Exercise aim →
Retype the records below verbatim, starting with the line that contains "Where can you see the blue barrier" and continuing through the last line of the records.

+-------+

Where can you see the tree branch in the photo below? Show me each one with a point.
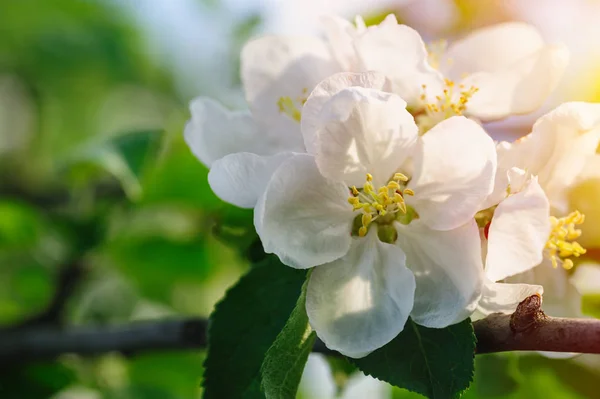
(527, 329)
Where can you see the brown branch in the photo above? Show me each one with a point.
(47, 343)
(527, 329)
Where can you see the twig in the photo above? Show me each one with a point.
(527, 329)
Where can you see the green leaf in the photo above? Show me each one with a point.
(285, 360)
(437, 363)
(245, 324)
(124, 156)
(590, 305)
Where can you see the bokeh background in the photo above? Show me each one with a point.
(98, 189)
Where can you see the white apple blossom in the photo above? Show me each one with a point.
(401, 241)
(501, 70)
(557, 151)
(278, 74)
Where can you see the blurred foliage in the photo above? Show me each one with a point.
(94, 166)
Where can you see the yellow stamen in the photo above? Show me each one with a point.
(387, 200)
(561, 244)
(451, 103)
(291, 107)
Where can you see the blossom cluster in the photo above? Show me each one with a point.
(365, 157)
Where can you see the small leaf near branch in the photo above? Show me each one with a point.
(245, 324)
(437, 363)
(285, 360)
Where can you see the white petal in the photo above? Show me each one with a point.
(504, 298)
(492, 48)
(340, 34)
(518, 233)
(519, 89)
(242, 177)
(561, 299)
(317, 381)
(509, 163)
(361, 301)
(454, 173)
(399, 52)
(306, 219)
(363, 130)
(323, 93)
(566, 137)
(558, 148)
(448, 270)
(360, 386)
(586, 278)
(214, 132)
(274, 67)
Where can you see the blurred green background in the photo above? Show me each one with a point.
(96, 177)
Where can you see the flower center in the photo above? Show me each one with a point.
(453, 102)
(561, 245)
(292, 107)
(379, 205)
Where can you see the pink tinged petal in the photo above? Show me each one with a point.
(492, 48)
(517, 89)
(448, 270)
(363, 130)
(518, 233)
(361, 301)
(399, 52)
(324, 91)
(306, 218)
(241, 178)
(454, 173)
(504, 298)
(213, 132)
(560, 144)
(340, 34)
(274, 67)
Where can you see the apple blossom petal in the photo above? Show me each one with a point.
(561, 298)
(317, 381)
(360, 302)
(518, 89)
(518, 233)
(213, 132)
(448, 270)
(322, 94)
(560, 145)
(273, 67)
(399, 52)
(306, 218)
(492, 48)
(504, 298)
(340, 34)
(241, 178)
(454, 173)
(363, 131)
(360, 386)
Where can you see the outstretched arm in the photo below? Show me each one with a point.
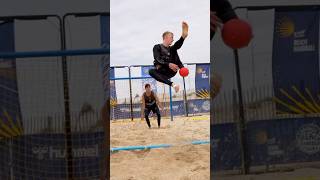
(220, 12)
(185, 31)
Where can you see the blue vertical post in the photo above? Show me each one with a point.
(171, 111)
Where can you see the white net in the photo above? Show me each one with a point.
(32, 108)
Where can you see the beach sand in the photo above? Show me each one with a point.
(183, 161)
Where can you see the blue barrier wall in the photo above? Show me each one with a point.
(278, 141)
(122, 111)
(43, 156)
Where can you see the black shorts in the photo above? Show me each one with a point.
(153, 108)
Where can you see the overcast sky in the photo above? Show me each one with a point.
(137, 25)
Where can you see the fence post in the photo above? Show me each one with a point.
(185, 97)
(130, 89)
(245, 158)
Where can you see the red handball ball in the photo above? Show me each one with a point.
(236, 33)
(184, 72)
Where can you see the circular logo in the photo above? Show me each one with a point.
(308, 138)
(285, 27)
(261, 137)
(206, 105)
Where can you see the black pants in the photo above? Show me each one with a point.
(162, 74)
(154, 109)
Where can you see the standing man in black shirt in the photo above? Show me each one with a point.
(166, 58)
(150, 102)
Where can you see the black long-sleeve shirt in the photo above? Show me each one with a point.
(165, 55)
(223, 10)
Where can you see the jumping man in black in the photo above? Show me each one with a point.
(150, 102)
(166, 58)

+-------+

Full output →
Where can you see the blue barrier wall in the photo above? Show me each one with a point.
(278, 141)
(122, 111)
(43, 156)
Where can you see the black shorts in the photo above? Show me each one with a point.
(153, 108)
Where can you see the overcast sky in the photo above? Show me each one with a point.
(137, 25)
Where can you see the fence post in the photo above? Show me each one with a point.
(185, 97)
(130, 89)
(245, 158)
Where can you see the red handball ball in the photo above? Show me each one with a point.
(236, 33)
(184, 72)
Where can you see the circular logo in the photo above? Show me each one with a point.
(308, 138)
(285, 27)
(261, 137)
(206, 105)
Where can you see the black pants in the photo above? Show me each one with a point.
(162, 74)
(154, 109)
Where can you see the standing man in black shirt in the photo above? Show me each one with a point.
(166, 58)
(150, 102)
Where can you see the black long-sleeve shirt in the photo above? Show me each one with a point.
(165, 55)
(223, 10)
Where can you see the jumping man in black in the photo above? Show me each one with a point.
(150, 102)
(166, 58)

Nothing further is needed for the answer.